STATED PROBLEM: Take the listing and print it in full, exactly as given.

ROWS:
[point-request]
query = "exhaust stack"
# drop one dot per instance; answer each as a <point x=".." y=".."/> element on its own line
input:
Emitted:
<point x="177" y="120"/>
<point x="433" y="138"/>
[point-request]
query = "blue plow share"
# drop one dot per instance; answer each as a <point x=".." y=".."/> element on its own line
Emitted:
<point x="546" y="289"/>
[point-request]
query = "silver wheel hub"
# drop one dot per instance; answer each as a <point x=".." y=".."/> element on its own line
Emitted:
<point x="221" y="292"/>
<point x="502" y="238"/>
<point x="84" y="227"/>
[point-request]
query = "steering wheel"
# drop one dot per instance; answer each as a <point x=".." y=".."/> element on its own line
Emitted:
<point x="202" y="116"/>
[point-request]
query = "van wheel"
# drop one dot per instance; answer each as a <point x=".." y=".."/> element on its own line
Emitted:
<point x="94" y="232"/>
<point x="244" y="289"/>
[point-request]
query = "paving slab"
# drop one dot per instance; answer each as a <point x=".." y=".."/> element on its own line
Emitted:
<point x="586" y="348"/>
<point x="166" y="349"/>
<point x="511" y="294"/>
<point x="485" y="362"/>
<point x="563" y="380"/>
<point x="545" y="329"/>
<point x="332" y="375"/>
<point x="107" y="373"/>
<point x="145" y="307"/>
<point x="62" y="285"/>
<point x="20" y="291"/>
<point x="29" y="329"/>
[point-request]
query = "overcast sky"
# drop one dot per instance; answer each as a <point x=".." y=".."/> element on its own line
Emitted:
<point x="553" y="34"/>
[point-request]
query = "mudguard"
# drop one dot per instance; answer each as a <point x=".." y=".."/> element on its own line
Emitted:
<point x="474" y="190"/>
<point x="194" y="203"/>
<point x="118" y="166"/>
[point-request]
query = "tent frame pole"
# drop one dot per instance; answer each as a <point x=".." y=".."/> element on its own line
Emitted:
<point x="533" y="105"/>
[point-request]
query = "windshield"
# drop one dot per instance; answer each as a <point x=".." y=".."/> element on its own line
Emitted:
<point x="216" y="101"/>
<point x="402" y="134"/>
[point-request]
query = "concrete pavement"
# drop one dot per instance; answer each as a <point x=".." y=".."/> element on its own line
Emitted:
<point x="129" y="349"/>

WORKED SOLUTION:
[point-request]
query = "exhaust stack"
# drop one dot per instance; answer each as a <point x=".." y=".."/> element on its own line
input:
Emitted:
<point x="177" y="120"/>
<point x="433" y="138"/>
[point-request]
query = "blue plow share"
# drop one dot per instance; answer each as a <point x=".." y=".."/> element on its own line
Emitted:
<point x="546" y="289"/>
[point-request]
query = "silver wheel hub"
# drop one dot per instance; answer each as a <point x=".." y=".."/> element on its own line
Emitted:
<point x="221" y="292"/>
<point x="502" y="238"/>
<point x="84" y="227"/>
[point-request]
query = "steering wheel"
# drop one dot per instance; answer each as a <point x=".." y=".."/> element on its own line
Emitted:
<point x="202" y="116"/>
[point-request]
query = "van wheel"
# drop one dot per instance; answer each as a <point x=".." y=".."/> element on its own line
Emitted:
<point x="94" y="232"/>
<point x="244" y="289"/>
[point-request]
query = "paving slab"
# drop one dot per instance; answer each as a <point x=".." y=".."/> element on its own line
Emitted:
<point x="586" y="348"/>
<point x="166" y="349"/>
<point x="511" y="294"/>
<point x="485" y="362"/>
<point x="563" y="380"/>
<point x="545" y="329"/>
<point x="332" y="375"/>
<point x="107" y="373"/>
<point x="145" y="307"/>
<point x="62" y="285"/>
<point x="20" y="291"/>
<point x="29" y="329"/>
[point-request]
query = "overcast sky"
# drop one dot per instance; answer each as a <point x=".." y=".."/> element on its own line
Emitted:
<point x="553" y="34"/>
[point-request]
query = "mudguard"
# drop one dot per instance; answer each as a <point x=".." y=".."/> element on its own line
Emitted:
<point x="474" y="190"/>
<point x="194" y="203"/>
<point x="118" y="166"/>
[point-request]
query = "tent frame pole"
# drop one dot per instance; answer each as a <point x=".." y=".."/> element on its own line
Emitted:
<point x="533" y="105"/>
[point-request]
query = "windshield"
# drop one dot per instance; answer each as a <point x=".." y=".."/> element on its own line
Emitted:
<point x="216" y="101"/>
<point x="402" y="134"/>
[point-request]
query = "concrete pavement"
# drop one dot per instance; answer each as a <point x=".." y=".."/> element on its own line
Emitted:
<point x="129" y="349"/>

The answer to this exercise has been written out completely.